BEGIN
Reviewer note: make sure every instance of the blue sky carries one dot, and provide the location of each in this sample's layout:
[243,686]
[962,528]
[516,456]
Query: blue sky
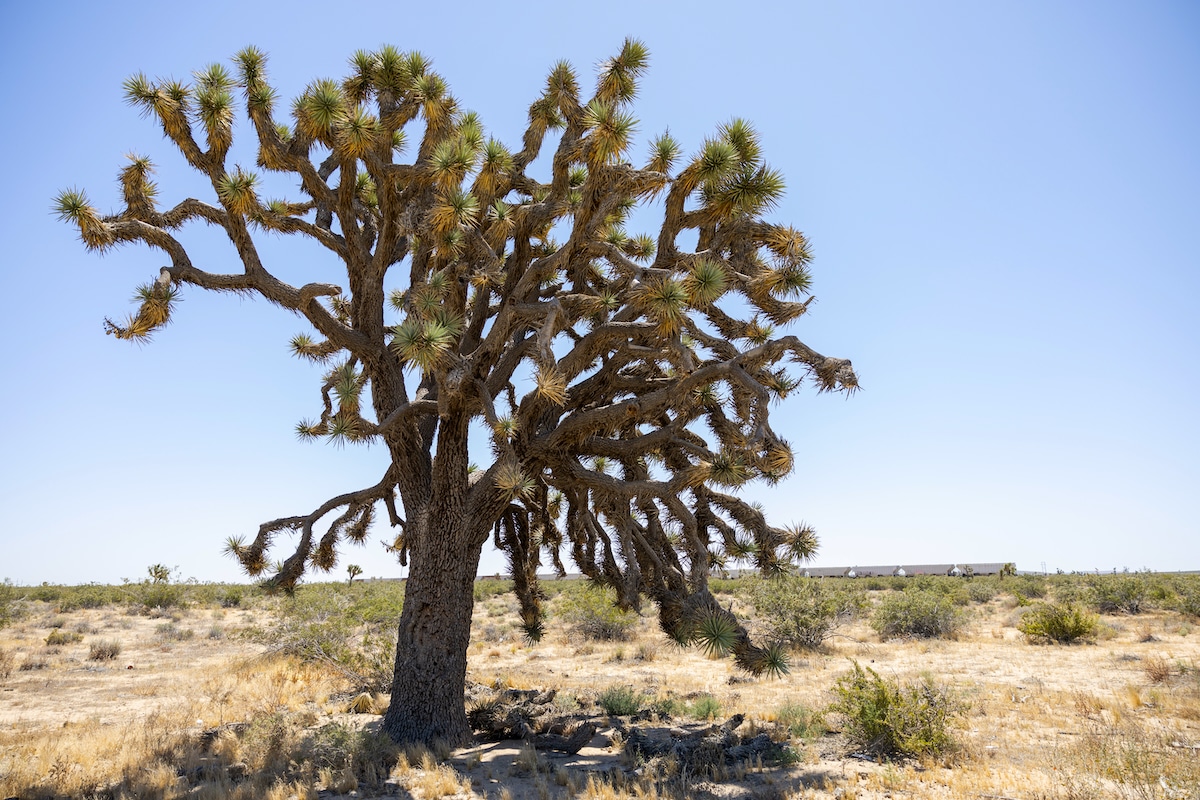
END
OBJECTIVE - Could you copy every item above line for line, without the pictures?

OUTPUT -
Reviewer note: make sure every instance of the blue sky carries one dot, and provide the location of each in this sample's layout:
[243,686]
[962,528]
[516,456]
Query: blue sky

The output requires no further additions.